-- begin Selected excerpt --

# Pneumatic actuators and switch stands together



## Homo Habilis (Jul 29, 2011)

I have SVRR switches and I am planning on using their pneumatic actuators. Does anyone know if their cast brass switch stand can somehow be mounted on top of the actuator and made to reflect the position of the switch? Here are the ones I'm talking about, listed under Accessories, about halfway down the page.


I’m guessing that the answer is a possible yes after some linkage is created that moves the stand at the same time as the actuator. This assumes that the stand has minimal friction and the actuator is powerful enough to move both the switch and the stand together.


This is for an indoor layout so the usual concerns about outdoor environmental issues should be moot.


Thanks.


----------



## Greg Elmassian (Jan 3, 2008)

Yes, you might put a second wire from the throwbar to the switch stand, but you need to be sure that the stand won't lock and jam up the mechanism. 

Greg


----------



## Paul Burch (Jan 2, 2008)

You will need to disable the handle that moves the switch stand. Otherwise it will lock the switch stand in whatever position it is set to.


----------



## Homo Habilis (Jul 29, 2011)

Thanks for the replies. I guess I'll just have to buy one and try it. What could possibly go wrong?


----------



## Paul Burch (Jan 2, 2008)

I just took a look at one of the spares I have. It looks like you could just cut away the brass section that sticks out between the two locking positions. Should be easy.


----------



## toddalin (Jan 4, 2008)

Posted By **** Habilis on 27 Jul 2013 08:11 AM 
Thanks for the replies. I guess I'll just have to buy one and try it. What could possibly go wrong? 

They create too much bind and keep the turnout from throwing all the way all the time. I have the LGB turn-out lanterns on my turnouts and every one of them is disconnected from the drive (but the lamps still work) because of the undue friction and jamming.


----------



## Greg Elmassian (Jan 3, 2008)

The pneumatic actuators have significantly more torque than your electric switch motors. 

They also have more overtravel, i.e. full force applied even at the "end" of the turnout throw. 

Regards, Greg


----------



## Homo Habilis (Jul 29, 2011)

-- end Selected excerpt --
-- begin Information provided --

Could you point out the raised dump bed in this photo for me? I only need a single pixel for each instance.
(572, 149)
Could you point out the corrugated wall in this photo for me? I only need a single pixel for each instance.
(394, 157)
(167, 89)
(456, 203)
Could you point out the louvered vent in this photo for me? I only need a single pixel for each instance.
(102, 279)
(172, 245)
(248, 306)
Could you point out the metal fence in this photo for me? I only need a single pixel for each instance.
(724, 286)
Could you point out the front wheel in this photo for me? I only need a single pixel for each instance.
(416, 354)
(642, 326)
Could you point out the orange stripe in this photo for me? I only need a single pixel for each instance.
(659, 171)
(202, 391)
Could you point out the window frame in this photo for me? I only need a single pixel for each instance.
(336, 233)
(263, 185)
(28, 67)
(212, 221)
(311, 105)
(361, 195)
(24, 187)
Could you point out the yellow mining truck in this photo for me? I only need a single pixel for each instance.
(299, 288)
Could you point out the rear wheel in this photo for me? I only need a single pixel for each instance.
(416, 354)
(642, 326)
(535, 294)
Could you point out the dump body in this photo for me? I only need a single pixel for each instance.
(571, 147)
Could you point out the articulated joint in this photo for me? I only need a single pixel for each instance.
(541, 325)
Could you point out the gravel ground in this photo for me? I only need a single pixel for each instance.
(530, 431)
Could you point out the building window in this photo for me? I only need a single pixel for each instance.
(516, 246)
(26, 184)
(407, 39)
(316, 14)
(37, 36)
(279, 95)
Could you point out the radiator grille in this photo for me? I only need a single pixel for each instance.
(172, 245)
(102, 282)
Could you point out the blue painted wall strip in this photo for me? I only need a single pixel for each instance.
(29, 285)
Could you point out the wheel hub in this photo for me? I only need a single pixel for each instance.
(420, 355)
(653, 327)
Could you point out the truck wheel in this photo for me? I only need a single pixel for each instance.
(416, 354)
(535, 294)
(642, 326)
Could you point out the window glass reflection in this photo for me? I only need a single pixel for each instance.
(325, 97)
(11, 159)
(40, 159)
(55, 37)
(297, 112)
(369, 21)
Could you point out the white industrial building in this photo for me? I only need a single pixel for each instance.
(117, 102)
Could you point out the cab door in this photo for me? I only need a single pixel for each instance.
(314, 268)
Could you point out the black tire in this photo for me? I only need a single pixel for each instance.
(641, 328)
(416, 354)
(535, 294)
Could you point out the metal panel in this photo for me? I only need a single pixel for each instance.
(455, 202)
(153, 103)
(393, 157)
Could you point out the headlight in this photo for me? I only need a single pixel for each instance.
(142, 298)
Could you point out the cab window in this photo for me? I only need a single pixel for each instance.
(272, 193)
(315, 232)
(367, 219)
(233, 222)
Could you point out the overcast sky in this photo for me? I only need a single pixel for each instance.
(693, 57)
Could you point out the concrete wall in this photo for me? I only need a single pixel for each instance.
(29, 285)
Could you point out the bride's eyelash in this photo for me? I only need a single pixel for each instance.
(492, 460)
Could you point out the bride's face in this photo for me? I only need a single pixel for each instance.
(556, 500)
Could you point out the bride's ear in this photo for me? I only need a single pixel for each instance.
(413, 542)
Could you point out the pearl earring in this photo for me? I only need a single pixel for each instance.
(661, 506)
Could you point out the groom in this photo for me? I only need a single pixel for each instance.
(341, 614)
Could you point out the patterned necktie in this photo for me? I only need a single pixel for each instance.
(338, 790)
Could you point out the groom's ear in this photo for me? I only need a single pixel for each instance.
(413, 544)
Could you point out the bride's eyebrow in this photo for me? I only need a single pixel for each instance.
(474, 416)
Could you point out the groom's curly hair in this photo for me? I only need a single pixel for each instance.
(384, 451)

-- end Information provided --

## [Direction 1]
According to the forum thread on pneumatic actuators and switch stands, why is every LGB turnout lantern on toddalin's turnouts disconnected from the drive?
## [Direction 2]
Write the next part of the forum thread on pneumatic actuators and switch stands, picking up from its last line.

## [Exercise response 1]
The lanterns create too much bind and keep the turnout from throwing all the way every time. Because of that undue friction and jamming, toddalin disconnected every one of them from the drive, though the lamps still work.

## [Exercise response 2]
Thanks again for sharing your experience. I'll invest the $25 for one, I only have six switches, so if it doesn't work I'll have a nice piece of non-functional equipment. Heck, I may end up with six non-functional ones since I really like the look of them.

Mark


----------



## Paul Burch (Jan 2, 2008)

Mark,
Also take a look at the one made by Accucraft. Same basic design but a little shorter. Greg is right about the torque. That should not be a problem. I have both the older style air motors and the newer ones from Sunset Valley. My Sunset Valley motors have benn installed outside now for about two years with no problems. I haven't tried them with the switch stands but I think once you figure out the linkage they should work fine.


----------



## Homo Habilis (Jul 29, 2011)

Paul:

Thanks, I'll take a look.

Mark


----------



## toddalin (Jan 4, 2008)

One more thing to consider.

When I have a derailment, 9 times out of 10 it is at a turnout, usually because something is fouling the points/frog/guard rails/etc. The LGB switch lanterns are made to easily pop off of the base and come apart and go back together, and this is the norm when there is a derailment at a turnout as you collect the pieces of the aftermath.

Can you make your stand capable of taking a hit by an 8+ pound locomotive at speed?


----------



## Homo Habilis (Jul 29, 2011)

I doubt that I'll ever have a derailment since my track work is flawless!







But it is something that I'll keep in mind, thanks.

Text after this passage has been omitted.